### JOB
Reproduce each line of the entries below, including the requests, but multiply every coordinate value in the answers by 0.3 and round to the nearest whole number, with halves rounded up. Omit the pictures from your response.

— begin SUPPLIED DATA —

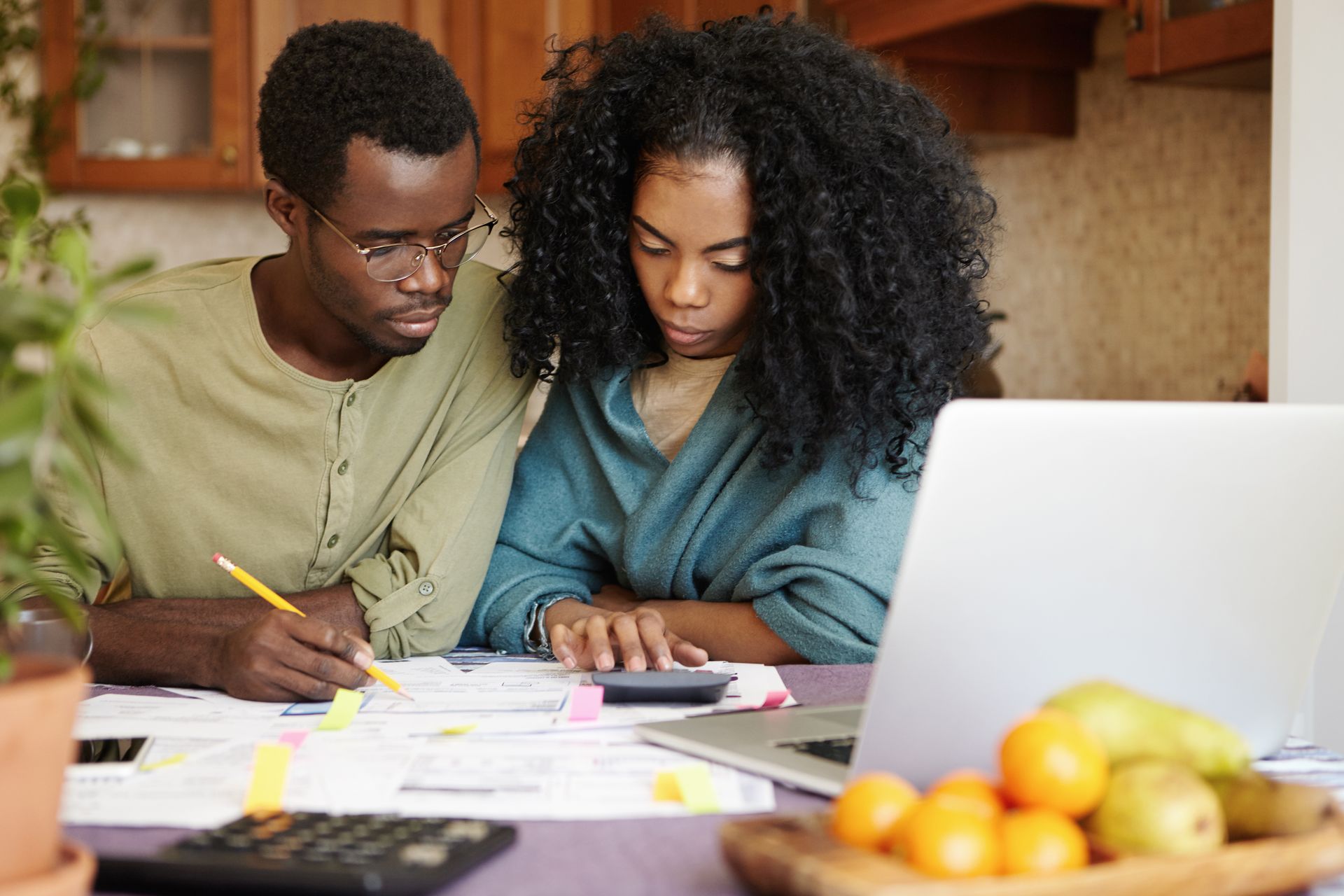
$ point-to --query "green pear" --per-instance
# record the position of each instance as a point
(1132, 726)
(1257, 806)
(1158, 808)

— end SUPPLIED DATA —

### FINISHED EXERCISE
$ point-to --query "green pear" --per-instance
# record the position of each instance as a point
(340, 218)
(377, 242)
(347, 242)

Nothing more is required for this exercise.